Selected excerpt:

* * * * * * * * *

Employees at the John Lewis Partnership are set to receive a 2% bonus, the first such payment in four years. The payout comes after the group reported a 5% increase in annual sales to £13.4 billion. While the bonus amounts to about one week’s salary, it represents a significant cultural moment for the employee-owned retailer after a long period of austerity.
The partnership’s bonus system had been under severe pressure, dropping to its lowest levels in decades before being cut entirely during the pandemic. Last year, the company chose not to pay a bonus despite a profit surge, a move that sparked an open letter of protest from staff. This year’s 2% payout is seen as a compromise that rewards workers while maintaining financial discipline.
Underlying profits rose to £134 million, although the company reported a loss before tax of £21 million due to one-off charges. These charges included the costs of writing down outdated technology and paying an additional £53 million in various taxes and levies. Despite this, the group’s cash position improved, allowing for the bonus and continued business investment.

* * * * * * * * *

Explore the material:
1. Reproduce word for word everything in the John Lewis bonus article from "The partnership’s bonus" down to "continued business investment.".
2. Answer these questions using the John Lewis bonus article:
(a) What were the group's annual sales?
(b) How did staff respond when no bonus was paid last year?
(c) How much did underlying profits rise to?
The records that come next are separate material with no connection to the John Lewis bonus article.

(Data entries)
* * * * * * * * *

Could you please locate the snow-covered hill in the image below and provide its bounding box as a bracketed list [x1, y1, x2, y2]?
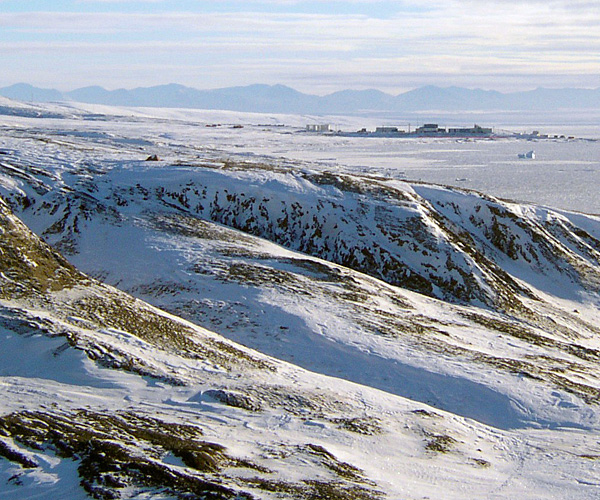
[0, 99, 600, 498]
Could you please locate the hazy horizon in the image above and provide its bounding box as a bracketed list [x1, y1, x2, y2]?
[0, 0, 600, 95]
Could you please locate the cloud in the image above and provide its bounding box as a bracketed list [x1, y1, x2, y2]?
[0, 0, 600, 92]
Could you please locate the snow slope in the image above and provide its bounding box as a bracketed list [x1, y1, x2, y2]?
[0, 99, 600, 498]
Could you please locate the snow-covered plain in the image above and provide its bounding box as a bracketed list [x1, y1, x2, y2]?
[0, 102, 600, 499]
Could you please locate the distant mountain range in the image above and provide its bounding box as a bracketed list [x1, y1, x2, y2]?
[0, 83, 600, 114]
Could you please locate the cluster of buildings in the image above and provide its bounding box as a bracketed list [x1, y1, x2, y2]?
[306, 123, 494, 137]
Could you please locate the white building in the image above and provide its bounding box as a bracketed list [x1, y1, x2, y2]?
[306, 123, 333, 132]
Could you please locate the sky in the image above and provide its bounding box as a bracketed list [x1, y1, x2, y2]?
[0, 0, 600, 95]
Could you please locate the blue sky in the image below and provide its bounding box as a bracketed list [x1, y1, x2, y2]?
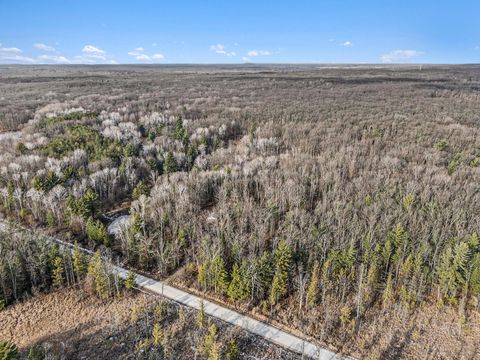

* * * * * * * * *

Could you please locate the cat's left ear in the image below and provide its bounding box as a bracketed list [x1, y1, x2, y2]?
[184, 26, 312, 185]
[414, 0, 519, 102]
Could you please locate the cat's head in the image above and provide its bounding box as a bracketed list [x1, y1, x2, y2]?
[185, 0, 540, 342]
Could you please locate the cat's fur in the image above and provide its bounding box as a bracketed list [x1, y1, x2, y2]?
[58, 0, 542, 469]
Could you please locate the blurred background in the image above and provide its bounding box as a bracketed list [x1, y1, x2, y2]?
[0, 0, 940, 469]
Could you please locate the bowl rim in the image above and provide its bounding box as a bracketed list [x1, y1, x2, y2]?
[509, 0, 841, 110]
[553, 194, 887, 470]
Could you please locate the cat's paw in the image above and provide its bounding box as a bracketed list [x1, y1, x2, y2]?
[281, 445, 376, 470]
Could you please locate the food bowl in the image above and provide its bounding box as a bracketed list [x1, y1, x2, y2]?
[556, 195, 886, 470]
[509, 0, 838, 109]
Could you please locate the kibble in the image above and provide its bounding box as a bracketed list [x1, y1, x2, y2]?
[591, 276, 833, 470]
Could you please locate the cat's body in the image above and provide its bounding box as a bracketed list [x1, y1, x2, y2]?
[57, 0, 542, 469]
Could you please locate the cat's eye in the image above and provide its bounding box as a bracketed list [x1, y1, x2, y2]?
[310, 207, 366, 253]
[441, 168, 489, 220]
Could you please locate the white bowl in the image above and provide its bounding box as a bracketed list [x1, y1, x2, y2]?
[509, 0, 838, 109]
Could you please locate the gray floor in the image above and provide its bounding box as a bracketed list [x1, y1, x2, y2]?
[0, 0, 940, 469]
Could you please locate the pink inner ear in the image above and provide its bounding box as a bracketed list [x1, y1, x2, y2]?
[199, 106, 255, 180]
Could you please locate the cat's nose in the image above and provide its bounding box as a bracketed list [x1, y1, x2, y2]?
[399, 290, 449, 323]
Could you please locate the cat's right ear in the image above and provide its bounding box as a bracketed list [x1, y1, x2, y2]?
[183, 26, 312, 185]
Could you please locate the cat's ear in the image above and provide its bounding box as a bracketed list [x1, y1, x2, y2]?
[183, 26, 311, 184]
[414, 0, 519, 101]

* * * * * * * * *

Answers to the exercises:
1.
The partnership’s bonus system had been under severe pressure, dropping to its lowest levels in decades before being cut entirely during the pandemic. Last year, the company chose not to pay a bonus despite a profit surge, a move that sparked an open letter of protest from staff. This year’s 2% payout is seen as a compromise that rewards workers while maintaining financial discipline.
Underlying profits rose to £134 million, although the company reported a loss before tax of £21 million due to one-off charges. These charges included the costs of writing down outdated technology and paying an additional £53 million in various taxes and levies. Despite this, the group’s cash position improved, allowing for the bonus and continued business investment.

2.
(a) £13.4 billion
(b) They wrote an open letter of protest.
(c) £134 million